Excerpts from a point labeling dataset
## begin

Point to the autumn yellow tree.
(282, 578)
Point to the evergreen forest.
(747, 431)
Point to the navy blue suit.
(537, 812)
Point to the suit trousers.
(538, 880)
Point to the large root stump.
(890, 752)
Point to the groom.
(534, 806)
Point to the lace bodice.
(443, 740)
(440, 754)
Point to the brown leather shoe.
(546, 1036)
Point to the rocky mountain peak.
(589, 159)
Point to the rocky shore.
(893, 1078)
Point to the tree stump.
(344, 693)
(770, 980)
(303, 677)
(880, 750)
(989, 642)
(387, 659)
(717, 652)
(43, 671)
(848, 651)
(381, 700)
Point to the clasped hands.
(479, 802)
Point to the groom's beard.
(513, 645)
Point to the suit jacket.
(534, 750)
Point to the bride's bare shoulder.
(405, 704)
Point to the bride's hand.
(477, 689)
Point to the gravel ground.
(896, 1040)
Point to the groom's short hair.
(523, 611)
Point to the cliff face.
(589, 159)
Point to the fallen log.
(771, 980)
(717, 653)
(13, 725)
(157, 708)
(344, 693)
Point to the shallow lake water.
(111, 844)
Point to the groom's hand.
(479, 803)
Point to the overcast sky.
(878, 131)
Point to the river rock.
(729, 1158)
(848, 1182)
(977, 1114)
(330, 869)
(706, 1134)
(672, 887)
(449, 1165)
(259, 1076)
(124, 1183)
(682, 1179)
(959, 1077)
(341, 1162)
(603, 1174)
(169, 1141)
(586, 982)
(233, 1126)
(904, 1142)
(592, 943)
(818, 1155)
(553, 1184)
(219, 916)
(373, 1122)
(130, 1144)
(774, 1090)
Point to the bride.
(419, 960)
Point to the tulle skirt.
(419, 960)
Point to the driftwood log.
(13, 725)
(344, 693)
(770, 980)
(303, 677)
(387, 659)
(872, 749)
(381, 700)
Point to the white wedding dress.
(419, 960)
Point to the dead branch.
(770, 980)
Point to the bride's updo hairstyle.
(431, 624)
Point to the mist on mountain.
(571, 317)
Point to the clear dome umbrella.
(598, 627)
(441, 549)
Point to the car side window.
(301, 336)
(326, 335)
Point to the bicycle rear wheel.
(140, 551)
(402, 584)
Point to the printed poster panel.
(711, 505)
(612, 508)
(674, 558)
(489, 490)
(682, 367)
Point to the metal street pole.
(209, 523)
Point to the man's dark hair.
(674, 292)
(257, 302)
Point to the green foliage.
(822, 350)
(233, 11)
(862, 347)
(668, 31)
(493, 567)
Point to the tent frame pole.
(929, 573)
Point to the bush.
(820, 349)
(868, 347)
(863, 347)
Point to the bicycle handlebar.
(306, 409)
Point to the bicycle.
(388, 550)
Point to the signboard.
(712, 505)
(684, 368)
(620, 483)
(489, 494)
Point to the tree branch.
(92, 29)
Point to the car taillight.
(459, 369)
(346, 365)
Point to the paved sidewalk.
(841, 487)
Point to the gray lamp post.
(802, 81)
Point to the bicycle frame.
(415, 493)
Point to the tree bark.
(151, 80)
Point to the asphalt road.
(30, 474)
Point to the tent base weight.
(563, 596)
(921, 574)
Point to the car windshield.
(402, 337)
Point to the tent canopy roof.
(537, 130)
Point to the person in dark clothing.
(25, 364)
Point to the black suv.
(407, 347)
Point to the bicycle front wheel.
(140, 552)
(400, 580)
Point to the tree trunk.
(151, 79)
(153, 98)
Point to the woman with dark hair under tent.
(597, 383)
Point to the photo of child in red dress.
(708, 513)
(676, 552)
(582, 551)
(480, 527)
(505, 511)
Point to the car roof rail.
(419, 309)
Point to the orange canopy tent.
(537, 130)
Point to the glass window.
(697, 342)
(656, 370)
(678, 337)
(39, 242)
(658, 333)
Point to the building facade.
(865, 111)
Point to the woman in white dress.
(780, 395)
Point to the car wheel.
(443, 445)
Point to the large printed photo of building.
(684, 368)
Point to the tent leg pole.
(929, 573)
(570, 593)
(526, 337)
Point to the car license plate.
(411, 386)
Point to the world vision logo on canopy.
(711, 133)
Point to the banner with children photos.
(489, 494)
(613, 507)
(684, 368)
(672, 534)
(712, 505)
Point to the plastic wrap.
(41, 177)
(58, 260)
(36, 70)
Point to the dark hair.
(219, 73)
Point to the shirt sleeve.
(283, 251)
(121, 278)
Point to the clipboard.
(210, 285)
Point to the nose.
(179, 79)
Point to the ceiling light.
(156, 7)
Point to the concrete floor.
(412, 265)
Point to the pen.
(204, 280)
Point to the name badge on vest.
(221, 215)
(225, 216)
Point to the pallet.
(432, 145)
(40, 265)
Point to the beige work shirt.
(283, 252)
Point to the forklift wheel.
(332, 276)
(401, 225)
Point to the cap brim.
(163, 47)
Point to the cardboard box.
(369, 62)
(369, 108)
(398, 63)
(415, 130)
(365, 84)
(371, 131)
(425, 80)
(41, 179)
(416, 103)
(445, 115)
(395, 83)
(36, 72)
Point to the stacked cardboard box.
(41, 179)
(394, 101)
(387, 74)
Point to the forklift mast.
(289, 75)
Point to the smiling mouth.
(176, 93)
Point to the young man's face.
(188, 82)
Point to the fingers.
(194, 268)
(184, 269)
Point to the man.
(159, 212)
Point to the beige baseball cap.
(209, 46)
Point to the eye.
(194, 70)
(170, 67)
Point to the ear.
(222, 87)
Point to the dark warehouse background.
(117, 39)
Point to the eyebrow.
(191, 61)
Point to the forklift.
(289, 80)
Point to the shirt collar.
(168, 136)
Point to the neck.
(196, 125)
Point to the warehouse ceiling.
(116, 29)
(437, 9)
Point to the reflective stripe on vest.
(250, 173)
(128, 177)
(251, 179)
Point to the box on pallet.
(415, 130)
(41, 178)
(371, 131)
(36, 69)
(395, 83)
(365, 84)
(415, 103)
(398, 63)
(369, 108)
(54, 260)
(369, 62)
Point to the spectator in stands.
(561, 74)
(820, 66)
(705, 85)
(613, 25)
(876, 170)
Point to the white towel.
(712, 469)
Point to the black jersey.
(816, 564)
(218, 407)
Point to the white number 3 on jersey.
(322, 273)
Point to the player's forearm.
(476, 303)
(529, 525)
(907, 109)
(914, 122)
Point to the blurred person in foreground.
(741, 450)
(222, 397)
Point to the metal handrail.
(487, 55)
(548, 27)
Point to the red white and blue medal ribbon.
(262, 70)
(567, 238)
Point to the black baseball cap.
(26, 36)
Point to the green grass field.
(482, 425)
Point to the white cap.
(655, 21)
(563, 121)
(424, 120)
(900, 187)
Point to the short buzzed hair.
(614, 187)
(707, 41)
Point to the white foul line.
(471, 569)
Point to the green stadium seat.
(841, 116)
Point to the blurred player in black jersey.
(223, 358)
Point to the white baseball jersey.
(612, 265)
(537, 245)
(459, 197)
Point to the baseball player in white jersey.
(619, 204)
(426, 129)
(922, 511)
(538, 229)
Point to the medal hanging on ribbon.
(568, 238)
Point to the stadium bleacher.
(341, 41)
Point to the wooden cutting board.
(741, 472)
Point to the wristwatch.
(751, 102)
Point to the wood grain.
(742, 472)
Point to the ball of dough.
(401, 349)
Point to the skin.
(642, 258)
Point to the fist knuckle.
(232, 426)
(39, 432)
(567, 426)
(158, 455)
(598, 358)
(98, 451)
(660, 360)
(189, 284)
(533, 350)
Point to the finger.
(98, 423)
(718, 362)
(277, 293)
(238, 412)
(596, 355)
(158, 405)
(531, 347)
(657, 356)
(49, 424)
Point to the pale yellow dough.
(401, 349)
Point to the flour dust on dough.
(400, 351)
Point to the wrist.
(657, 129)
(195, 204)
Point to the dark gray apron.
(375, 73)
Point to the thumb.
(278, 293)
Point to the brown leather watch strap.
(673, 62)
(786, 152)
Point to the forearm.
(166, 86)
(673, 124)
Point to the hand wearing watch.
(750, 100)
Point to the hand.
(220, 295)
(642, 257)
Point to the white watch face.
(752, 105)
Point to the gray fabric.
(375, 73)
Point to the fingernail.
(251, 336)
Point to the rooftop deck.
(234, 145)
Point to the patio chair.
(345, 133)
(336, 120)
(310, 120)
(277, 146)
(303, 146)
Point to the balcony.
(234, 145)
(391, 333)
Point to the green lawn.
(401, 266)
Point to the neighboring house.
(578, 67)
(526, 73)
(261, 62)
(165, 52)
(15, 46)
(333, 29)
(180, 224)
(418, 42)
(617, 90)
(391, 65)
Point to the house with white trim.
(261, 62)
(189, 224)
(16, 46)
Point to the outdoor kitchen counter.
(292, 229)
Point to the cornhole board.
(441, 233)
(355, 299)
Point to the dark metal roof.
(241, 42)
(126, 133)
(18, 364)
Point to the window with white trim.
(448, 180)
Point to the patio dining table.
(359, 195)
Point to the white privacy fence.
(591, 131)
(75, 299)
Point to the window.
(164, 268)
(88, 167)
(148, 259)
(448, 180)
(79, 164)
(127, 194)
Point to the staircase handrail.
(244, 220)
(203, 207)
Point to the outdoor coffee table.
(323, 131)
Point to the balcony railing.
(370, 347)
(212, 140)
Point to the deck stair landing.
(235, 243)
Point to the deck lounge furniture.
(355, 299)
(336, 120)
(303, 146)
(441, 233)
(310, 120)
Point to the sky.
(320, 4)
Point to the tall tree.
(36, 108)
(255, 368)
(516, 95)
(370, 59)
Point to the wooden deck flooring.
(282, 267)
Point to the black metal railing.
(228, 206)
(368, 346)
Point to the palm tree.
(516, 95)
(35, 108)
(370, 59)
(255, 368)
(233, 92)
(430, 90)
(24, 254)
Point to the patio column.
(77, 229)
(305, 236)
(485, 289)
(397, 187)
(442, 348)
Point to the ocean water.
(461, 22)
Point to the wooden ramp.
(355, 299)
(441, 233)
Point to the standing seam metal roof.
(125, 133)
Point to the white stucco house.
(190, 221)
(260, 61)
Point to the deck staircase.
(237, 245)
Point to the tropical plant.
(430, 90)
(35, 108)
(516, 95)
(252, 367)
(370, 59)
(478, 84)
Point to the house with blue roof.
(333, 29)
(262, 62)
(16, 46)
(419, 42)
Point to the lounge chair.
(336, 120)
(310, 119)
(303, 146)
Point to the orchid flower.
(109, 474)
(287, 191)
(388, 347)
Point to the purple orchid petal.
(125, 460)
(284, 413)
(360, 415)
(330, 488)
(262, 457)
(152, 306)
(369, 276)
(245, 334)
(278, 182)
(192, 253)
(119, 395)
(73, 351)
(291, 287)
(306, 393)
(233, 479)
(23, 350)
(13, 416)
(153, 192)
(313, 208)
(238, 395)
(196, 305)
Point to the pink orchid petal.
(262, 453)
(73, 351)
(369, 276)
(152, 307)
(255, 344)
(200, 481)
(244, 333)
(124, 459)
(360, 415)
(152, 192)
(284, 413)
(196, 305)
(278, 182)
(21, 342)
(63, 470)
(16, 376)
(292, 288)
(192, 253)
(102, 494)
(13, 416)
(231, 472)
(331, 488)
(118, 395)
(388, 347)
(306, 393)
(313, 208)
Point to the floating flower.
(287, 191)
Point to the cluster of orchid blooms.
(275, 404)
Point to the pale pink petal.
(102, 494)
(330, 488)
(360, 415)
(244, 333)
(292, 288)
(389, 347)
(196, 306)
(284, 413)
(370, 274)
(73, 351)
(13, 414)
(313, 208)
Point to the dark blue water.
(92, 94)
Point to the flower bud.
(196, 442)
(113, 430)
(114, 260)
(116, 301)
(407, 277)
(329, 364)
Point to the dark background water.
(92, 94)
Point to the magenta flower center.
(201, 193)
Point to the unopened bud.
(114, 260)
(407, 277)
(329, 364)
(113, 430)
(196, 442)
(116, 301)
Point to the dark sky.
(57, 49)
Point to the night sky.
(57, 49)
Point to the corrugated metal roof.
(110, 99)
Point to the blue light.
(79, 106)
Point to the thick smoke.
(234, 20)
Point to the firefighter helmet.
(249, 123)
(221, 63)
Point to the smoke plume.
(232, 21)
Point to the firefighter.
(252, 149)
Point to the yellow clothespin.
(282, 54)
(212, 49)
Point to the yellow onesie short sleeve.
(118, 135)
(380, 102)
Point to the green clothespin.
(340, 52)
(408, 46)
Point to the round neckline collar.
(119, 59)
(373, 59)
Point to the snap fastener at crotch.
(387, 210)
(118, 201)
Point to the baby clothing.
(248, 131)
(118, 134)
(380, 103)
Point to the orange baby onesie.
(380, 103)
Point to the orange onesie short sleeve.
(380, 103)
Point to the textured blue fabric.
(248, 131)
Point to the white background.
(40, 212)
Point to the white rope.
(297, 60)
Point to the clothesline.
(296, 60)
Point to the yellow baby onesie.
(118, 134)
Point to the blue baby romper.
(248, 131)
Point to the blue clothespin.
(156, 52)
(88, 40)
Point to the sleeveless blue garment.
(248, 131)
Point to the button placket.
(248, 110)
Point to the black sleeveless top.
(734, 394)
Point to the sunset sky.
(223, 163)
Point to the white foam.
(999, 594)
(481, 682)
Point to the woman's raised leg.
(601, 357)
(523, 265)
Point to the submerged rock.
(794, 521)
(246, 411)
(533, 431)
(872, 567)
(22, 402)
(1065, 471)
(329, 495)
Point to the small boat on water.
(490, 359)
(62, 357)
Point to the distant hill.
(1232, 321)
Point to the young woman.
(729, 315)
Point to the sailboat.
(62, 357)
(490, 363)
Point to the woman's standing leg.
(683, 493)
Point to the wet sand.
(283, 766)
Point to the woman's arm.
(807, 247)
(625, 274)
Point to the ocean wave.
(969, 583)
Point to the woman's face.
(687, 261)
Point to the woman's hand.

## end

## Written exercise
Could you set out the part of the listing that begins with the line containing "Point to the wet sand." and runs through the last line of the listing as a numbered list, with blank lines left out?

## Response below
1. Point to the wet sand.
2. (283, 766)
3. Point to the woman's arm.
4. (807, 247)
5. (625, 274)
6. Point to the ocean wave.
7. (969, 583)
8. Point to the woman's face.
9. (687, 261)
10. Point to the woman's hand.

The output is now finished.